» **Sağlanan Alıntı**

Bu sayfayı yazdır

Seçimlerde Hangi Başarıyı Oylayacağız?

Yazan  22 Mayıs 2007
Erken genel seçimler öncesi mevcut siyasi iktidarın başarılı icraatı ve oy hesapları yine ön plana çıktı. İş ve ekonomi çevreleri ekonomik istikrarın bozulmaması gerektiğinden,

Uluslar arası siyasi çevreler ise Cumhurbaşkanı adayı dış işleri bakanımızın başarılı uygulamalarından sıkça söz ediyorlar. Ancak dikkati çeken nokta, başarı ve istikrardan söz eden çevrelerin ya dış kaynaklar ya da global sermayenin ülkemizdeki temsilcileri oluşu. Yani her iki alanda da mevcut durumdan memnun olanlar yabancılar. 2003-2007 dönemi uygulamalara bakıldığı zaman bu memnuniyetin gerekçelerini ve sürekliliğinin neden istenildiğini kolayca anlamak mümkün.

Son dört yılı aşkın icraat döneminin ekonomideki en önemli icraat kalemini özelleştirme ve borçlanma politikaları oluşturuyor. Gerçekten de bu dönemde özelleştirme, geçmiş dönemlerle kıyaslanmayacak kadar hızlı yürütüldü. Başta Türk Telekom olmak üzere petro kimya sanayi, demir çelik sektörü, bankacılık, limanlar hızla özelleştirildi ve önemli ölçüde yabancı sermayeye teslim edildi. Bu satışlar sonrası birileri zengin oldu ama Türk toplumu fakirleşti. "Babalar gibi satarım" zihniyeti içinde (ülke toprakları da dahil) elde ne varsa satılarak açıklar kapatıldı. Böylece ekonomi gelişti, rakamlar büyüdü ve millet yoksullaştı.

» **Veri Listesi**
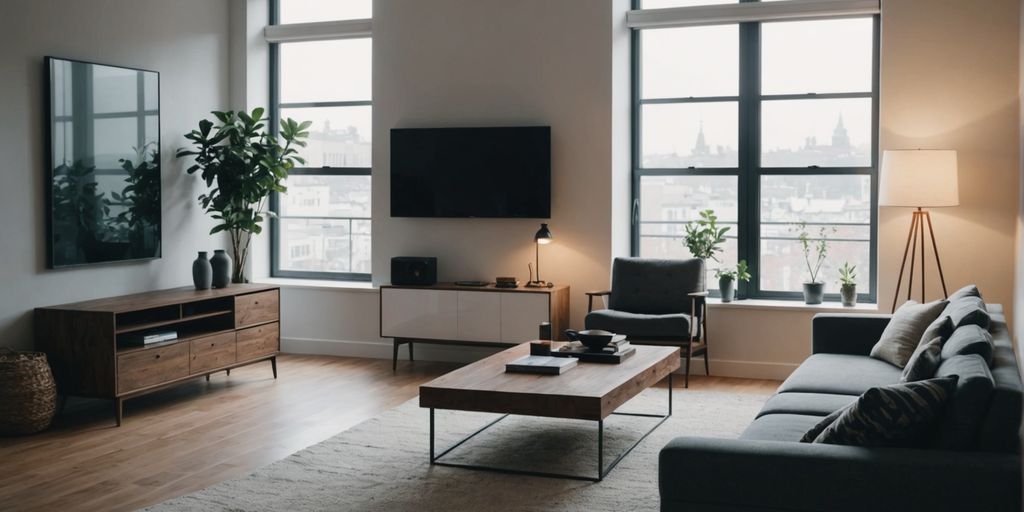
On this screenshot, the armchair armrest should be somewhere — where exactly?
[658,437,1021,512]
[587,290,611,313]
[811,313,892,355]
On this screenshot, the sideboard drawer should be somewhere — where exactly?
[234,290,281,328]
[236,323,281,361]
[188,332,234,374]
[118,343,188,393]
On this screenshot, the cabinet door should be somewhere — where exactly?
[381,288,459,340]
[457,292,505,342]
[501,293,554,343]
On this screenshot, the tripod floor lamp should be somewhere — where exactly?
[879,150,959,311]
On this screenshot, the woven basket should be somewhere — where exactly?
[0,348,57,435]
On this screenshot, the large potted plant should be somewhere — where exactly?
[177,109,312,283]
[798,222,836,304]
[685,210,729,288]
[839,261,857,307]
[715,259,751,302]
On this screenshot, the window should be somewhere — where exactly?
[631,0,879,300]
[270,0,373,281]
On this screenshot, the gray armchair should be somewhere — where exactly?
[586,258,709,387]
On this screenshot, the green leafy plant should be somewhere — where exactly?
[176,109,312,283]
[839,261,857,287]
[686,210,729,261]
[797,222,836,283]
[715,259,751,282]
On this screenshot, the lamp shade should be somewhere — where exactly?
[534,224,554,244]
[879,150,959,208]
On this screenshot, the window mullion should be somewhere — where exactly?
[736,23,761,297]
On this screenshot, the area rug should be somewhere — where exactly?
[147,388,767,512]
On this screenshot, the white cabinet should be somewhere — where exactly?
[380,284,569,346]
[381,288,459,340]
[500,293,555,343]
[456,292,501,341]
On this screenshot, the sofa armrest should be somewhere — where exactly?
[811,313,892,355]
[658,437,1021,512]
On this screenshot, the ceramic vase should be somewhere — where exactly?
[193,251,213,290]
[210,249,231,288]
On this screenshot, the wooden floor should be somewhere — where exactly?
[0,355,778,511]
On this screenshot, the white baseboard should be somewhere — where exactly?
[281,338,800,381]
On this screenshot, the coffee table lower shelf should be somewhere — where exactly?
[430,373,672,482]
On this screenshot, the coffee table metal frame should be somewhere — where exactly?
[430,373,672,482]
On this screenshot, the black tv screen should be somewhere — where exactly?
[391,126,551,218]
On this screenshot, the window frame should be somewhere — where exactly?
[268,0,373,282]
[630,0,881,303]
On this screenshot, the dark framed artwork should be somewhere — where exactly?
[45,57,161,268]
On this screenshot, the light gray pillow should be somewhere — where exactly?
[899,337,948,382]
[871,300,947,368]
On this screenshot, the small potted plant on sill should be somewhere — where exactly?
[798,222,836,304]
[839,261,857,307]
[685,210,729,289]
[715,259,751,302]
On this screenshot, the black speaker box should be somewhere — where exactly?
[391,256,437,286]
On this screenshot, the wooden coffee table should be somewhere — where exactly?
[420,343,680,481]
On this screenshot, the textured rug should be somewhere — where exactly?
[147,389,767,512]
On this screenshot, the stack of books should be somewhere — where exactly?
[551,338,637,365]
[123,331,178,347]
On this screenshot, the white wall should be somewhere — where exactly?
[285,0,1024,378]
[0,0,228,348]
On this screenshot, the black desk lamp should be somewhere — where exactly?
[526,224,555,288]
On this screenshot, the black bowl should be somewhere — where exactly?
[565,329,618,350]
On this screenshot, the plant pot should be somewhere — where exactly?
[718,278,736,302]
[804,283,825,304]
[840,285,857,307]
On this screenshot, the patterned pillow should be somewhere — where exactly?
[814,376,956,446]
[871,300,946,368]
[899,337,948,382]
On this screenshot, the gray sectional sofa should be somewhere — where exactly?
[658,305,1022,512]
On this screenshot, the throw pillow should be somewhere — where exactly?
[814,376,956,446]
[948,285,981,301]
[899,337,948,382]
[871,300,946,368]
[942,326,995,367]
[942,297,991,329]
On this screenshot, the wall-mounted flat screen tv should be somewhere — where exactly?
[391,126,551,218]
[46,57,161,268]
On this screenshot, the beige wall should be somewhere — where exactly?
[276,0,1019,378]
[0,0,228,348]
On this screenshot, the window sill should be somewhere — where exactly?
[708,298,882,313]
[253,278,380,293]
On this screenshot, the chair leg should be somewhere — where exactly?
[683,343,693,389]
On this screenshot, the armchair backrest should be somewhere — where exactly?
[608,258,705,314]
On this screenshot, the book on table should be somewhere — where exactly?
[505,355,577,375]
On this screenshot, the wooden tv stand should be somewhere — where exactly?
[35,285,281,426]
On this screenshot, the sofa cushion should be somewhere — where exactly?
[948,285,981,302]
[814,376,956,447]
[935,354,994,450]
[979,344,1024,454]
[585,309,690,339]
[899,333,949,382]
[942,325,995,366]
[758,392,857,417]
[778,353,901,395]
[871,300,946,368]
[739,415,821,442]
[942,297,991,329]
[608,258,705,314]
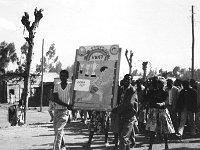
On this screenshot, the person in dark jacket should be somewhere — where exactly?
[176,80,197,139]
[146,78,175,150]
[117,74,138,150]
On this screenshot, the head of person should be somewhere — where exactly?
[100,66,108,73]
[120,79,124,86]
[167,79,173,89]
[123,74,132,88]
[151,76,158,89]
[182,80,190,90]
[174,79,182,87]
[157,80,164,90]
[190,79,197,88]
[60,70,69,82]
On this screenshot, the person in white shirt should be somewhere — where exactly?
[53,70,72,150]
[165,79,179,132]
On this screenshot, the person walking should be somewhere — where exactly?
[165,79,179,132]
[117,74,138,150]
[83,111,109,148]
[48,85,55,122]
[53,70,72,150]
[146,77,175,150]
[176,80,197,139]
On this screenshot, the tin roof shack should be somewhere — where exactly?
[29,72,59,107]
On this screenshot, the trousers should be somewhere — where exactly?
[53,109,69,150]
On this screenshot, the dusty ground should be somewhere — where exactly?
[0,104,200,150]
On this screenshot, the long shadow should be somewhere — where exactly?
[170,147,200,150]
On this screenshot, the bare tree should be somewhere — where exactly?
[142,61,148,81]
[125,49,133,74]
[21,8,43,123]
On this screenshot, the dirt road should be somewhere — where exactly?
[0,105,200,150]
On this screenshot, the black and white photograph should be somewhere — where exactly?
[0,0,200,150]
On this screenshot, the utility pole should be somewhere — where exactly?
[40,39,44,112]
[191,5,194,79]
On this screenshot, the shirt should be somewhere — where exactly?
[54,83,71,109]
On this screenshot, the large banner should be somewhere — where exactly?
[72,45,121,111]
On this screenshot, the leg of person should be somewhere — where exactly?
[129,127,136,148]
[177,110,187,138]
[148,131,156,150]
[83,131,94,147]
[53,110,69,150]
[188,112,196,135]
[164,134,169,150]
[48,110,53,122]
[104,118,109,146]
[119,122,133,150]
[171,110,179,133]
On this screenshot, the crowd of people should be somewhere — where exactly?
[49,70,200,150]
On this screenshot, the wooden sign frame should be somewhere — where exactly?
[72,45,121,111]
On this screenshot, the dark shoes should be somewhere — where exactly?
[165,145,169,150]
[83,142,91,148]
[175,133,182,140]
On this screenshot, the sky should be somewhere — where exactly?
[0,0,200,76]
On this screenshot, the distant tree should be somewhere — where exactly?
[0,41,17,103]
[21,8,43,123]
[147,69,157,78]
[132,69,138,76]
[158,68,163,75]
[0,41,17,71]
[65,64,74,78]
[172,66,180,78]
[125,49,133,74]
[36,43,59,72]
[55,61,62,73]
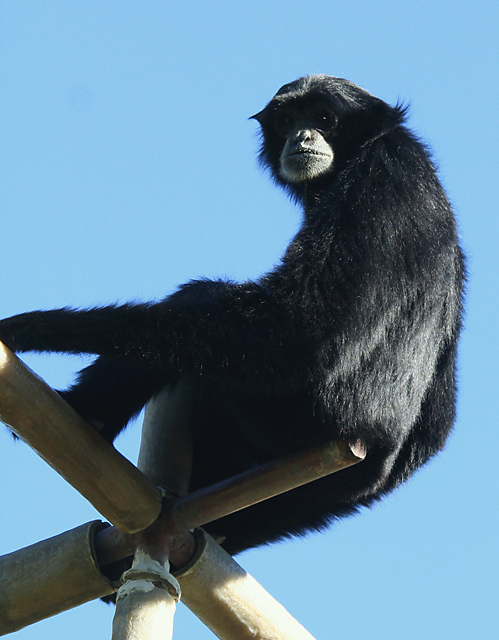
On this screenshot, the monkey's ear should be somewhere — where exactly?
[248,109,266,124]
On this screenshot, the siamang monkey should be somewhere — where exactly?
[0,75,465,553]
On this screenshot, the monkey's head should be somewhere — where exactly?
[252,75,404,199]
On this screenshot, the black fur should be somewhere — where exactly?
[0,76,464,553]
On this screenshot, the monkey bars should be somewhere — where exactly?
[0,343,365,640]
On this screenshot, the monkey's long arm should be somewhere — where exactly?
[0,282,304,383]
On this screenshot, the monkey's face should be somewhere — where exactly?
[274,108,335,183]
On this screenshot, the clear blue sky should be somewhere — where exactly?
[0,0,499,640]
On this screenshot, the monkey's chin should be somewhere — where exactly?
[279,152,333,182]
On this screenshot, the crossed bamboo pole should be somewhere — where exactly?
[0,343,365,640]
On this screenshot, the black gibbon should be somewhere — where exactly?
[0,75,465,553]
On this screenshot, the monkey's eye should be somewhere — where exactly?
[274,112,295,138]
[314,109,336,131]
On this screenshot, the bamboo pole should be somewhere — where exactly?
[0,342,162,532]
[112,384,192,640]
[176,534,314,640]
[0,521,116,635]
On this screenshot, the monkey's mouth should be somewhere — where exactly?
[289,147,330,158]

» **Görev Gereksinimleri**
**a.** Alıntıya göre son dört yılı aşkın icraat döneminde ekonomideki en önemli icraat kalemini hangi politikalar oluşturmaktadır?
**b.** Alıntının "Bu sayfayı yazdır" ifadesinden başlayıp "kolayca anlamak mümkün." ifadesi de dâhil olmak üzere bu ifadeye kadar uzanan kısmını aynen tekrarlayınız.
**c.** Alıntıda bu dönemde hızla özelleştirildiği belirtilen kuruluş ve alanların tamamını sıralayınız.

» **Çözümler Aşağıdadır**
**a.** Özelleştirme ve borçlanma politikaları.

**b.**
Bu sayfayı yazdır

Seçimlerde Hangi Başarıyı Oylayacağız?

Yazan  22 Mayıs 2007
Erken genel seçimler öncesi mevcut siyasi iktidarın başarılı icraatı ve oy hesapları yine ön plana çıktı. İş ve ekonomi çevreleri ekonomik istikrarın bozulmaması gerektiğinden,

Uluslar arası siyasi çevreler ise Cumhurbaşkanı adayı dış işleri bakanımızın başarılı uygulamalarından sıkça söz ediyorlar. Ancak dikkati çeken nokta, başarı ve istikrardan söz eden çevrelerin ya dış kaynaklar ya da global sermayenin ülkemizdeki temsilcileri oluşu. Yani her iki alanda da mevcut durumdan memnun olanlar yabancılar. 2003-2007 dönemi uygulamalara bakıldığı zaman bu memnuniyetin gerekçelerini ve sürekliliğinin neden istenildiğini kolayca anlamak mümkün.

**c.**
- Türk Telekom
- Petro kimya sanayi
- Demir çelik sektörü
- Bankacılık
- Limanlar